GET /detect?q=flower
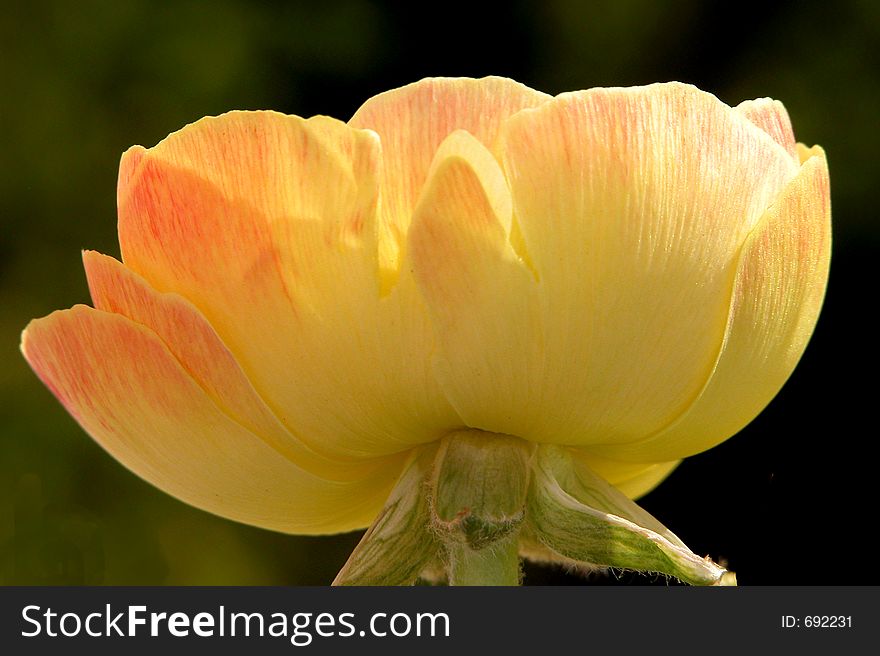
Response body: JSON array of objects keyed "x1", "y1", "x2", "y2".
[{"x1": 22, "y1": 78, "x2": 830, "y2": 560}]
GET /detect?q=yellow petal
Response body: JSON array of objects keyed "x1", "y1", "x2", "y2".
[
  {"x1": 499, "y1": 83, "x2": 797, "y2": 446},
  {"x1": 734, "y1": 98, "x2": 800, "y2": 164},
  {"x1": 119, "y1": 112, "x2": 460, "y2": 458},
  {"x1": 597, "y1": 147, "x2": 831, "y2": 462},
  {"x1": 409, "y1": 131, "x2": 543, "y2": 437},
  {"x1": 571, "y1": 449, "x2": 681, "y2": 499},
  {"x1": 83, "y1": 251, "x2": 375, "y2": 480},
  {"x1": 22, "y1": 306, "x2": 402, "y2": 534},
  {"x1": 349, "y1": 77, "x2": 550, "y2": 286}
]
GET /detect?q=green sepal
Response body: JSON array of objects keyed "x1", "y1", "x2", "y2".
[
  {"x1": 333, "y1": 445, "x2": 440, "y2": 585},
  {"x1": 527, "y1": 445, "x2": 733, "y2": 585}
]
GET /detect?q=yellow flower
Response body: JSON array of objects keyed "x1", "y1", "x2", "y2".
[{"x1": 22, "y1": 78, "x2": 830, "y2": 568}]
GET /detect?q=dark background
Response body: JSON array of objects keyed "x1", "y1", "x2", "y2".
[{"x1": 0, "y1": 0, "x2": 880, "y2": 585}]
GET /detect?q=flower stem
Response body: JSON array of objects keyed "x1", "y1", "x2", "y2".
[{"x1": 448, "y1": 534, "x2": 520, "y2": 586}]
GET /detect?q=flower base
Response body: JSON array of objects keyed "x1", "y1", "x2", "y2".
[{"x1": 334, "y1": 430, "x2": 736, "y2": 585}]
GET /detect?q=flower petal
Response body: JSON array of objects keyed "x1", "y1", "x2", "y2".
[
  {"x1": 599, "y1": 147, "x2": 831, "y2": 462},
  {"x1": 22, "y1": 306, "x2": 403, "y2": 534},
  {"x1": 499, "y1": 83, "x2": 797, "y2": 446},
  {"x1": 409, "y1": 131, "x2": 543, "y2": 436},
  {"x1": 734, "y1": 98, "x2": 800, "y2": 164},
  {"x1": 119, "y1": 112, "x2": 460, "y2": 458},
  {"x1": 83, "y1": 251, "x2": 375, "y2": 480},
  {"x1": 349, "y1": 77, "x2": 550, "y2": 287}
]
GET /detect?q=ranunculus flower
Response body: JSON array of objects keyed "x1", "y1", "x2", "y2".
[{"x1": 22, "y1": 78, "x2": 830, "y2": 584}]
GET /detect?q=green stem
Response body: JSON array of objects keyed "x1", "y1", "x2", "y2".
[{"x1": 448, "y1": 533, "x2": 520, "y2": 586}]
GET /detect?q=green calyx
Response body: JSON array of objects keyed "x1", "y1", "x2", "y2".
[{"x1": 334, "y1": 430, "x2": 735, "y2": 585}]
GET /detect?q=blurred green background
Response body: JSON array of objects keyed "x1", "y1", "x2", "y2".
[{"x1": 0, "y1": 0, "x2": 880, "y2": 585}]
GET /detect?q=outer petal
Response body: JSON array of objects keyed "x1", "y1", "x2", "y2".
[
  {"x1": 349, "y1": 77, "x2": 550, "y2": 286},
  {"x1": 119, "y1": 112, "x2": 460, "y2": 458},
  {"x1": 83, "y1": 251, "x2": 376, "y2": 480},
  {"x1": 599, "y1": 147, "x2": 831, "y2": 462},
  {"x1": 409, "y1": 131, "x2": 543, "y2": 435},
  {"x1": 22, "y1": 306, "x2": 402, "y2": 533},
  {"x1": 499, "y1": 84, "x2": 797, "y2": 448},
  {"x1": 571, "y1": 449, "x2": 681, "y2": 499},
  {"x1": 734, "y1": 98, "x2": 800, "y2": 164}
]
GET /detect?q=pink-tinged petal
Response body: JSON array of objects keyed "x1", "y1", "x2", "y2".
[
  {"x1": 734, "y1": 98, "x2": 800, "y2": 163},
  {"x1": 83, "y1": 251, "x2": 375, "y2": 480},
  {"x1": 119, "y1": 112, "x2": 460, "y2": 459},
  {"x1": 409, "y1": 131, "x2": 546, "y2": 436},
  {"x1": 499, "y1": 83, "x2": 798, "y2": 446},
  {"x1": 349, "y1": 77, "x2": 550, "y2": 287},
  {"x1": 599, "y1": 147, "x2": 831, "y2": 462},
  {"x1": 22, "y1": 306, "x2": 402, "y2": 534}
]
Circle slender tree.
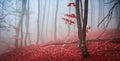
[24,0,30,46]
[76,0,90,57]
[37,0,40,43]
[54,0,59,40]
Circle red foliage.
[12,35,23,40]
[7,45,14,51]
[0,31,120,61]
[67,2,76,7]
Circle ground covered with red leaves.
[0,29,120,61]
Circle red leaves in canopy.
[67,2,76,7]
[62,18,75,24]
[65,14,76,18]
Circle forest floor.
[0,30,120,61]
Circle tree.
[15,0,27,48]
[37,0,40,43]
[76,0,90,57]
[24,0,30,46]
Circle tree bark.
[76,0,90,57]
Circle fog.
[0,0,120,54]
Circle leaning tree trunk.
[36,0,40,44]
[76,0,90,57]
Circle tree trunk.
[76,0,90,57]
[36,0,40,44]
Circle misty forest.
[0,0,120,61]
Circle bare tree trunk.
[76,0,90,57]
[54,0,59,40]
[36,0,40,44]
[82,0,90,57]
[15,0,27,48]
[24,0,30,46]
[41,0,46,42]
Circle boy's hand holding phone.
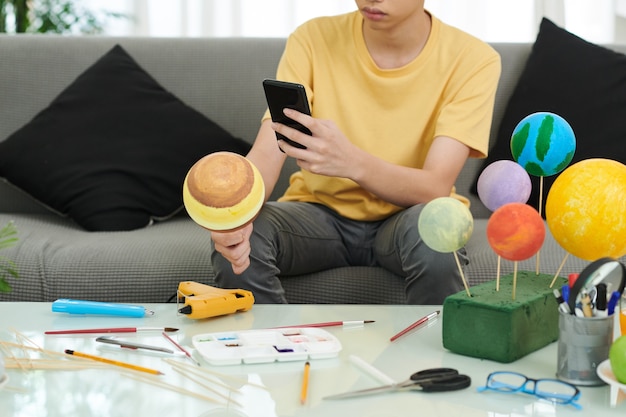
[263,79,311,149]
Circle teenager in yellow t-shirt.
[211,0,500,304]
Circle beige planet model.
[183,152,265,231]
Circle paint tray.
[192,327,341,365]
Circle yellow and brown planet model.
[183,152,265,231]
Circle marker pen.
[52,298,154,317]
[596,282,609,317]
[580,290,593,317]
[561,284,569,308]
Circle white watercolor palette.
[192,327,341,365]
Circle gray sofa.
[0,36,626,304]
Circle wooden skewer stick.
[512,261,517,300]
[163,358,269,391]
[174,368,241,407]
[452,252,472,297]
[550,253,569,288]
[122,373,228,407]
[535,176,543,275]
[496,255,502,291]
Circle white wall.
[85,0,626,43]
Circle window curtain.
[95,0,626,43]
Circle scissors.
[324,368,472,400]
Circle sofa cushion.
[0,45,250,231]
[472,18,626,216]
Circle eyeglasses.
[478,371,582,410]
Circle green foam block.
[442,271,567,363]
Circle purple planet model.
[476,159,532,211]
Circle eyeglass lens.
[487,372,578,403]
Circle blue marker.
[561,284,569,303]
[52,298,154,317]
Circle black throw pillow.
[0,45,250,231]
[472,18,626,217]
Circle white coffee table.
[0,302,626,417]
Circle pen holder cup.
[556,312,614,386]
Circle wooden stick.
[513,261,517,300]
[163,358,269,391]
[496,255,502,291]
[550,253,569,288]
[123,373,228,407]
[535,176,543,275]
[174,368,241,407]
[452,251,472,297]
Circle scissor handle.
[419,374,472,392]
[411,368,459,381]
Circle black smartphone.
[263,78,311,149]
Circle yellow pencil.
[65,349,163,375]
[300,361,311,404]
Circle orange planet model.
[183,152,265,231]
[487,203,545,261]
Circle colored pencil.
[65,349,163,375]
[389,310,440,342]
[272,320,374,329]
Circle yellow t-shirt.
[264,11,500,221]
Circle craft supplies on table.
[192,327,341,365]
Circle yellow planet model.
[183,152,265,231]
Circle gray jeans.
[211,202,468,304]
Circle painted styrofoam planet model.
[418,197,474,253]
[511,112,576,177]
[487,203,546,261]
[183,152,265,231]
[476,159,532,211]
[546,158,626,261]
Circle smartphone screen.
[263,79,311,149]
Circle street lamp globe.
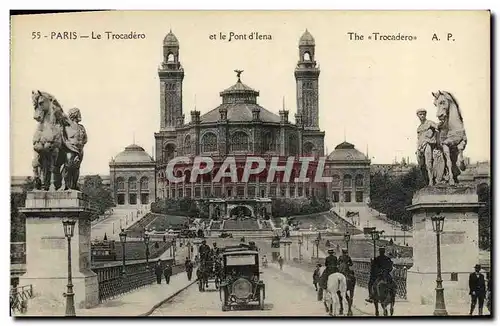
[431,213,444,233]
[63,220,76,238]
[119,229,127,243]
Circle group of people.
[313,248,352,300]
[469,264,492,316]
[155,259,172,284]
[313,247,396,302]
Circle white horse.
[323,272,347,316]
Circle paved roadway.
[151,264,356,316]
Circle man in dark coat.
[337,248,352,275]
[163,263,172,284]
[366,247,395,302]
[184,257,193,281]
[325,249,337,275]
[199,240,211,262]
[155,259,163,284]
[313,264,321,292]
[469,264,486,316]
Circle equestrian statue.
[416,91,467,186]
[31,90,87,191]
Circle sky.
[10,11,490,175]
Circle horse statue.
[373,274,396,316]
[339,263,356,316]
[31,90,87,191]
[432,91,467,185]
[323,272,349,316]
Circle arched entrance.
[228,205,255,218]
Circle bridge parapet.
[92,259,184,303]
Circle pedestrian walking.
[163,263,172,284]
[313,264,321,292]
[469,264,486,316]
[155,259,163,284]
[184,257,193,281]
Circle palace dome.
[200,78,281,123]
[328,141,368,161]
[299,29,316,46]
[163,30,179,47]
[111,144,154,164]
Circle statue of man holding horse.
[31,90,87,191]
[417,91,467,186]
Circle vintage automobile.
[219,244,266,311]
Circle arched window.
[332,174,340,188]
[140,177,149,191]
[184,135,191,155]
[202,132,217,152]
[128,177,137,190]
[116,177,125,191]
[184,170,191,183]
[163,143,175,162]
[288,134,298,156]
[262,131,276,152]
[344,174,352,188]
[355,174,364,187]
[303,142,314,156]
[231,131,248,151]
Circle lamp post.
[62,220,76,317]
[431,213,448,316]
[119,229,127,276]
[344,232,351,253]
[401,224,410,246]
[370,228,384,259]
[144,233,149,270]
[314,238,319,258]
[298,238,302,261]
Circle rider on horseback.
[365,247,395,302]
[337,248,352,275]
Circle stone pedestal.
[20,191,99,315]
[407,186,481,304]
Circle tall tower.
[295,29,319,130]
[158,30,184,130]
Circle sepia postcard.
[10,10,493,319]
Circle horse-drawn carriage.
[196,255,222,292]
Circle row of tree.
[272,196,330,217]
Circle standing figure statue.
[432,91,467,185]
[31,90,87,191]
[417,91,467,186]
[416,109,438,186]
[63,108,87,190]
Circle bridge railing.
[351,258,408,299]
[92,259,184,302]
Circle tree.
[81,175,115,219]
[370,167,425,224]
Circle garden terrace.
[224,219,259,231]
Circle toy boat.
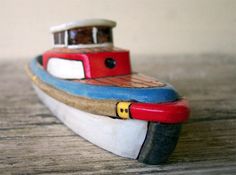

◆ ◆ ◆

Reproduce everything from the line containing "Circle eyeglass lens." down to the line containing "[556,312,614,386]", including both of those lines and the requests between them. Scale every bounding-box coordinate in the answers by 2.6 and round each to a whole number, with halves rounded up.

Circle eyeglass lens.
[1266,967,1503,1048]
Circle blue marker.
[1459,738,1479,788]
[135,775,400,824]
Circle black throw pillow.
[0,117,650,601]
[1227,47,1628,564]
Circle white coffee table.
[0,785,1628,1084]
Circle pen holder cup.
[1446,811,1596,1004]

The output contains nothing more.